## Stated exercise
Please rewrite the paragraph of the data science interview that begins "The best way to become a Statistical Data Scientist" as a bulleted list that keeps its main facts.

## Source document
** Start **
B.I.S.S Research White Papers

Demystifying Data Science

Kevin Gray

Kevin Gray

I draw upon advanced methods from diverse fields such as Econometrics, Biostatistics, Psychometrics and Machine Learning extensively - for details see http://cannongray.com/methods.
Marketing scientist Kevin Gray asks Dr. Randy Bartlett of Blue Sigma Analytics what Data Science really is and how it can help decision-makers.

How would you define Statistics, IT, Data Science, & AI in simple, layperson’s terms? 

Statistics is the scientific collection, organization, analysis, and interpretation of data. IT involves the development, maintenance, and use of computer systems, software, and networks. Based upon the colloquial usage, I would define Data Science as a catch-all term for everything to do with data. DS = IT + Stat. AI is software to support and make decisions.  

We need to define the fields of application by their problems, rather than types of tools. There are two broad and distinct sets of data problems: managing the data (data management; IT Data Science) and extracting information from it (data analysis; Statistical Data Science). Supplying one name for two completely different fields has led to the misunderstanding that the skills, thinking, and software are compatible, even transferable. Instead and contrary to claims by talking heads, these fields are contradictory, yet complementary.  

What’s the difference between a Statistical Data Scientist and an IT Data Scientist?  

An Applied Statistician/Statistical Data Scientist collects, organizes, analyzes, and interprets data in the field. IT Data Scientists develop, maintain, and leverage computer systems, software, and networks. A Data Scientist does one or the other, and not both. 

How would you compare today’s mischaracterizations of statistics to those of the past? 

Today’s mischaracterizations about statistics are much more hateful than in the Six Sigma days and before. They are still born of the same lazy ignorance, as mischaracterizations of old.  

What sorts of aptitudes and skills do you need to work in Data Science? What are the best ways to become a Data Scientist?  

For a Statistical Data Scientist/Applied Statistician you need to think stochastically, instead of deterministically, and you need an understanding of the underlying theories — the obverse of theory is a set of assumptions.   

The best way to become a Statistical Data Scientist is to earn a quantitative degree and then work with applied statisticians in the field; read the applied books; learn the field of application; master the software; work toward a PSTAT; and build the required professional skills. Right now, we are seeing a flood of statistical malfeasance in the field because the software has become user friendly without corresponding protections. One tell-tale sign that there is a massive problem is the increase in statistical denial.  

The route to becoming an IT Data Scientist exhibits a preference for a computer science degree or similar and then working with other IT professionals in the field; reading the IT manuals; mastering the software; working toward a CAP; and building the required professional skills.   

Setting aside the hype about Data Science and Big Data, how much are data and analytics really used by business people to make decisions? Does this depend on the country, industry sector or other factors?

This is a great question! As discussed in chapters three and four of my book, corporations are strong at leveraging the less complicated data analyses and our capabilities get spotty as the complexity heightens.
** End **
## Listing
** Start **
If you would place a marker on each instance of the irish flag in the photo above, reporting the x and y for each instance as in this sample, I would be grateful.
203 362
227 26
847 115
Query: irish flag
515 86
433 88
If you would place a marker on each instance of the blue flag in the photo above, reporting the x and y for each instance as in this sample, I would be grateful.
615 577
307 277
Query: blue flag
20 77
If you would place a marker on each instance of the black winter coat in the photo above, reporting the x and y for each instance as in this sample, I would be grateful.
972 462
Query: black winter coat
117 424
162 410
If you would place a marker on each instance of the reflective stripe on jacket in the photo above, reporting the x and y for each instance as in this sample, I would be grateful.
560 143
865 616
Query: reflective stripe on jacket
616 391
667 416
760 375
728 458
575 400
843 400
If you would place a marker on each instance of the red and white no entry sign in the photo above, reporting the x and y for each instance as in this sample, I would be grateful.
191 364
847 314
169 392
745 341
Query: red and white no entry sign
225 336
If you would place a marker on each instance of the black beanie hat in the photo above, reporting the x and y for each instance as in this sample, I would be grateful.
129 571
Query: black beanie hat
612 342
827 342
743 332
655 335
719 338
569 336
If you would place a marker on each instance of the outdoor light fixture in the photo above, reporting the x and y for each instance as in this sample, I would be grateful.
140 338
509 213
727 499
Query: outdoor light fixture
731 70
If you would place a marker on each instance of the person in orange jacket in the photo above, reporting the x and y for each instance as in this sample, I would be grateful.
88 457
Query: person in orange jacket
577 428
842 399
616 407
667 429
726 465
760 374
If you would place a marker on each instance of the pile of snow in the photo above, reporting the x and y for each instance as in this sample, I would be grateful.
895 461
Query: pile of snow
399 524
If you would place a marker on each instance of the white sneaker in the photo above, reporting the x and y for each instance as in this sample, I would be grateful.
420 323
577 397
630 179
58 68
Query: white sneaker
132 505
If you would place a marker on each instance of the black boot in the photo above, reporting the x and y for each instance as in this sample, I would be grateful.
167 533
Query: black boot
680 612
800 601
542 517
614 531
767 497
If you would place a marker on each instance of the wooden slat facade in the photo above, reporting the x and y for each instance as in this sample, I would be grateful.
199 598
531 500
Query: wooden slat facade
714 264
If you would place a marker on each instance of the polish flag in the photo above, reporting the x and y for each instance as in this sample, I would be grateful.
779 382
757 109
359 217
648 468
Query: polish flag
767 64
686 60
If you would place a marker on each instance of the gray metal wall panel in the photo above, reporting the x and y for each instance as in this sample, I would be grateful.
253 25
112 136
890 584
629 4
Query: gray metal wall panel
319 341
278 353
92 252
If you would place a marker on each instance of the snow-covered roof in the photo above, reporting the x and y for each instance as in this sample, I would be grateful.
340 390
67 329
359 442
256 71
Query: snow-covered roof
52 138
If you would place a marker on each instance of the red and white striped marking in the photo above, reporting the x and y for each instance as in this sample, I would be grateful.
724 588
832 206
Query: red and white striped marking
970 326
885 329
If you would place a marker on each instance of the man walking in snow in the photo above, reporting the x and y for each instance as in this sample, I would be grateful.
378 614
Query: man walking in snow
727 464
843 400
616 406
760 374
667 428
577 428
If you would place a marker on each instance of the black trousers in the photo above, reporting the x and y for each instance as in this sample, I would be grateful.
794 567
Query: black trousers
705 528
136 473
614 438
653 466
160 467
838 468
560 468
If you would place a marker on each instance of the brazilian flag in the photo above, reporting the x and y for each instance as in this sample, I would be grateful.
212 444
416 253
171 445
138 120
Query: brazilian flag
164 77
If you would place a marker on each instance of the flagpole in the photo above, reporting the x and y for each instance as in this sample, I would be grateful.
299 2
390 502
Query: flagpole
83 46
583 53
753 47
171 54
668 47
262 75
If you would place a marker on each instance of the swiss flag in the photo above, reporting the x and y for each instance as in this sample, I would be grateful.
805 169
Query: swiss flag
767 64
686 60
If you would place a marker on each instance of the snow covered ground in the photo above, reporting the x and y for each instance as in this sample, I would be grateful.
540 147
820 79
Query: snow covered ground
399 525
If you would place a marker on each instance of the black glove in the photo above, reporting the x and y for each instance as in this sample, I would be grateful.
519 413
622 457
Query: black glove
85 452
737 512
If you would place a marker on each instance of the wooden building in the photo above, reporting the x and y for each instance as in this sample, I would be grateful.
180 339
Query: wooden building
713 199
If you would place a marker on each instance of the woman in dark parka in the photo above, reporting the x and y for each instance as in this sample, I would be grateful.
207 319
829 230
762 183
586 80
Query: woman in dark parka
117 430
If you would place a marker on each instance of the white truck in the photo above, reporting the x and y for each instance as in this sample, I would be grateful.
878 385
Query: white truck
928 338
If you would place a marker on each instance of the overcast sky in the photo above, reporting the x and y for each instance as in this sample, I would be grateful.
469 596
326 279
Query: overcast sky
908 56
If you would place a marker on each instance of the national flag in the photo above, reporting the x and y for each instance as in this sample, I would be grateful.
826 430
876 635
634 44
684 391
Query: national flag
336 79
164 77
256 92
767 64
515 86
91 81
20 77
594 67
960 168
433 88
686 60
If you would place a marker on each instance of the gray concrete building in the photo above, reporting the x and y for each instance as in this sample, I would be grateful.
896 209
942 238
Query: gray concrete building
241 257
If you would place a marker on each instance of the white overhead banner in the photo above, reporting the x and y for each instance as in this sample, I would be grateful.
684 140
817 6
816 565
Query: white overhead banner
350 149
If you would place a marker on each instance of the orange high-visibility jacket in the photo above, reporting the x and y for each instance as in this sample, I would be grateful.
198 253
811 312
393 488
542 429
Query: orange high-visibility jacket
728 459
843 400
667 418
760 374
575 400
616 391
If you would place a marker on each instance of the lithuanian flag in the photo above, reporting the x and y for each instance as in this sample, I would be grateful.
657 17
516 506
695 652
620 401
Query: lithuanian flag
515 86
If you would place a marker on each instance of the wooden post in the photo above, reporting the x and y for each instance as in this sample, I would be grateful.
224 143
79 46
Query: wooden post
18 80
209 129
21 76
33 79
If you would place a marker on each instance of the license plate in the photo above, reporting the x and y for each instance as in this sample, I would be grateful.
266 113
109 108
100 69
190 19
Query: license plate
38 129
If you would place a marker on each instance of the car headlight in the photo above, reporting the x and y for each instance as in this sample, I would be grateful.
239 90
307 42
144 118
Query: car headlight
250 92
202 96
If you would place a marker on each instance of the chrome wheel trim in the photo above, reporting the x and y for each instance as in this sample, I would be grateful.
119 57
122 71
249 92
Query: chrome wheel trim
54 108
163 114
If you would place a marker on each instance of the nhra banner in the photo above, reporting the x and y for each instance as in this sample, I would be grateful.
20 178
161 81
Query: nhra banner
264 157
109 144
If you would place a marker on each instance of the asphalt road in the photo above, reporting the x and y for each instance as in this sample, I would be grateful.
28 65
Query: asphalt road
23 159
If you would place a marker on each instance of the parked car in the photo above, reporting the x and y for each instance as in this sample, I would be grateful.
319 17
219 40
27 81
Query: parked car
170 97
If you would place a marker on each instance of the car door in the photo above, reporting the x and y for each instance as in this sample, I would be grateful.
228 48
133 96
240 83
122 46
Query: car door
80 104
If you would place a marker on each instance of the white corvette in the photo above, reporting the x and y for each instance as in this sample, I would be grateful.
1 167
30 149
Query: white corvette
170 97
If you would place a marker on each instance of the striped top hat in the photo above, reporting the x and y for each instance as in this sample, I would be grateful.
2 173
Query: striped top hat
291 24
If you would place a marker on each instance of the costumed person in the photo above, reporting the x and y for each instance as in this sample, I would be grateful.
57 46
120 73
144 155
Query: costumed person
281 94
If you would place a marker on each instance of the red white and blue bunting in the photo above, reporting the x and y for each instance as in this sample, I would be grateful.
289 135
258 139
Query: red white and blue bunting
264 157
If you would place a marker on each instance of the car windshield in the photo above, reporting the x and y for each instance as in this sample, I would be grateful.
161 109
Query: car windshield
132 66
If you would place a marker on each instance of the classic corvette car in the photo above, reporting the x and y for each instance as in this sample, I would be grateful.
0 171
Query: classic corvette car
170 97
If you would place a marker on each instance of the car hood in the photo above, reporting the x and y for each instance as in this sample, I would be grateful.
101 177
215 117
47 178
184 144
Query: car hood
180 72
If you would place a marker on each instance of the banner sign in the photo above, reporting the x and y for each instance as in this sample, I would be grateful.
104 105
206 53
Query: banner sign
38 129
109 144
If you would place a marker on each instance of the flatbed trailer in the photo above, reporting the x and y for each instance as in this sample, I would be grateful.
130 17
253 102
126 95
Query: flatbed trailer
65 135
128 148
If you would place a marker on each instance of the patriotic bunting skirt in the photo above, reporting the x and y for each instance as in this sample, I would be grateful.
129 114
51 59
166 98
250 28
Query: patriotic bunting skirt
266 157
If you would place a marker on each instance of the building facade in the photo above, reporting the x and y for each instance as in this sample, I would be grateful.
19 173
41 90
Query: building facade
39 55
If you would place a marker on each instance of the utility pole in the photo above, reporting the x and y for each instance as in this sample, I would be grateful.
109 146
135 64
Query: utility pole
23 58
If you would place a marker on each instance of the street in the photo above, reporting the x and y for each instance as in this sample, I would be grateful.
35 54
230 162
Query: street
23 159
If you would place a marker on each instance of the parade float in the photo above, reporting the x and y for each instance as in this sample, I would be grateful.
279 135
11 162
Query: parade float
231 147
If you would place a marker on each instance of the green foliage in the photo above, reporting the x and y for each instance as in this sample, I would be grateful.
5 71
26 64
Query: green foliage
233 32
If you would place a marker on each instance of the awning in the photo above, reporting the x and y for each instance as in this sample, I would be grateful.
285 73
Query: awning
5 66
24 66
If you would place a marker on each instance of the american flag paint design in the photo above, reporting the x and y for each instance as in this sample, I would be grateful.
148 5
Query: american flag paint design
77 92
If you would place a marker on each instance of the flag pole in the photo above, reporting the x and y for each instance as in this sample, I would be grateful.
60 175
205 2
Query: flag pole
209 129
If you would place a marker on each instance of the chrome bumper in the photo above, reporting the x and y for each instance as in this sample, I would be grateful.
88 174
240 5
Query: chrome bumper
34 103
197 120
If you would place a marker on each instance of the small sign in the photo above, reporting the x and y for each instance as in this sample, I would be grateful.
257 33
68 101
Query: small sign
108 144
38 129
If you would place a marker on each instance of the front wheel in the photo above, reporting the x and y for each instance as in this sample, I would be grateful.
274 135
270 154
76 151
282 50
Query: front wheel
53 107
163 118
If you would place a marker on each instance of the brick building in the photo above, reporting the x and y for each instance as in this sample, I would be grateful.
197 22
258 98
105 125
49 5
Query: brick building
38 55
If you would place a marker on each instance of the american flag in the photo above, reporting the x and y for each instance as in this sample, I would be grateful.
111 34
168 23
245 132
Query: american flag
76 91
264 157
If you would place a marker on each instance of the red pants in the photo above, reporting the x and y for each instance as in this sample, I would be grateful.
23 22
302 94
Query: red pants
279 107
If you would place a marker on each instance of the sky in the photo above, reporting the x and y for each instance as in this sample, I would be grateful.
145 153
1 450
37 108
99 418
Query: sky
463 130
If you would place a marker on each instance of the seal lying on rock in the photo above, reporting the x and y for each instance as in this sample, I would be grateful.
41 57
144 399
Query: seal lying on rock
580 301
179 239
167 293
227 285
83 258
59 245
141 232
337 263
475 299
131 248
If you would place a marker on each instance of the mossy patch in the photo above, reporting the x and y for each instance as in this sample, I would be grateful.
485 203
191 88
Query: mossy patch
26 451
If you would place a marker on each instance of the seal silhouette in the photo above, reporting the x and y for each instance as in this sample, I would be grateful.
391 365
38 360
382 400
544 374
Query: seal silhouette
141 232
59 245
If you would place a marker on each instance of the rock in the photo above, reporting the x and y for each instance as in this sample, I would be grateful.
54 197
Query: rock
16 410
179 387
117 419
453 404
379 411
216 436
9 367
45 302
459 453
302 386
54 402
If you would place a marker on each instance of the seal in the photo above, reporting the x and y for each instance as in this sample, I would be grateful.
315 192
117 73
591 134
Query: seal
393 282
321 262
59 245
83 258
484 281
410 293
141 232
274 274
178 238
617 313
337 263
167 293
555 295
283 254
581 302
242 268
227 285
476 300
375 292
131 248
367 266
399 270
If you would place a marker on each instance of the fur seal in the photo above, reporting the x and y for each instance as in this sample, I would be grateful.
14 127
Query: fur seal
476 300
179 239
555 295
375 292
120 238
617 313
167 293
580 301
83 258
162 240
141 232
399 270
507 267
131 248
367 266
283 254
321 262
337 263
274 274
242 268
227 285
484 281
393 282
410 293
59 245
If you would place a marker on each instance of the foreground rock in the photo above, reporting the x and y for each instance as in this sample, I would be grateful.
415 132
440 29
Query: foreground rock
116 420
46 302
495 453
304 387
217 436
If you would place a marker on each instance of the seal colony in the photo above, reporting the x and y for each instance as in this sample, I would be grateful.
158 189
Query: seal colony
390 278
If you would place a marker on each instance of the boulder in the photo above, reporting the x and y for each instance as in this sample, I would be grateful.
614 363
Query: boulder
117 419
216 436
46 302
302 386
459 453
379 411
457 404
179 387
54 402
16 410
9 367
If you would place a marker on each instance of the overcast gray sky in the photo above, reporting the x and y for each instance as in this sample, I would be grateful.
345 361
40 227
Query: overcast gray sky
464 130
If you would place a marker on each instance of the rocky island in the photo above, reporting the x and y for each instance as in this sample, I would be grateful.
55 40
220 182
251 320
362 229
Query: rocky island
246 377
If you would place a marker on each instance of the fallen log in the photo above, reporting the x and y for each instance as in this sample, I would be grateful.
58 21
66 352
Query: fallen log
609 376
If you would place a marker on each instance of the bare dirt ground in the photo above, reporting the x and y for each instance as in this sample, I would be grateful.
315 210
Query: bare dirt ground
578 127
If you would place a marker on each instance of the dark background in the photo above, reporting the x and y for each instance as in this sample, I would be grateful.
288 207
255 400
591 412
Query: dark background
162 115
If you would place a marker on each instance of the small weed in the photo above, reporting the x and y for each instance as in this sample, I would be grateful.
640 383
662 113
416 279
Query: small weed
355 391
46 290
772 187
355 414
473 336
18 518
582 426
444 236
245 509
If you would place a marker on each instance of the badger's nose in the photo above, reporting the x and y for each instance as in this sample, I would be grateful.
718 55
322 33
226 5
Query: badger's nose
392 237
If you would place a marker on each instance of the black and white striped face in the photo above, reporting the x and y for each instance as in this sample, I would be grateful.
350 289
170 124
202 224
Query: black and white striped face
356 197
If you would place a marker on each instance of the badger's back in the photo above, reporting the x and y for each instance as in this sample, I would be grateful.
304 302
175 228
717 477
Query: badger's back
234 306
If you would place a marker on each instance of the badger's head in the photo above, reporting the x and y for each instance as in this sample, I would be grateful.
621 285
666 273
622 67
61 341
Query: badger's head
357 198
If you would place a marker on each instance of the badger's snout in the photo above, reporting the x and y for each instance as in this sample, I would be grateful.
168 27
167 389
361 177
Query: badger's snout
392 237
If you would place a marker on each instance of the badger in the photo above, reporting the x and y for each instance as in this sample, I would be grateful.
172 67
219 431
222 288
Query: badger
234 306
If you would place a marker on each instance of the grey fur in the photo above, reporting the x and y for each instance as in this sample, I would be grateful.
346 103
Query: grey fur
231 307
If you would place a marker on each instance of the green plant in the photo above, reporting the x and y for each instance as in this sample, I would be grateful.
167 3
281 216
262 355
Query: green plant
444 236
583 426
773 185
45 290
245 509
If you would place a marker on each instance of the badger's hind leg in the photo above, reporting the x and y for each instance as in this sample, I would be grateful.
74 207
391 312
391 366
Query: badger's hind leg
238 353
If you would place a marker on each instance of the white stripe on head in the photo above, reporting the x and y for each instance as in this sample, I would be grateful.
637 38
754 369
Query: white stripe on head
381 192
** End **
## Output of the exercise
- The best route to becoming a Statistical Data Scientist:
  - Earn a quantitative degree.
  - Work with applied statisticians in the field.
  - Read the applied books.
  - Learn the field of application.
  - Master the software.
  - Work toward a PSTAT.
  - Build the required professional skills.
- Statistical malfeasance is flooding the field because the software has become user friendly without corresponding protections.
- The increase in statistical denial is one telltale sign of a massive problem.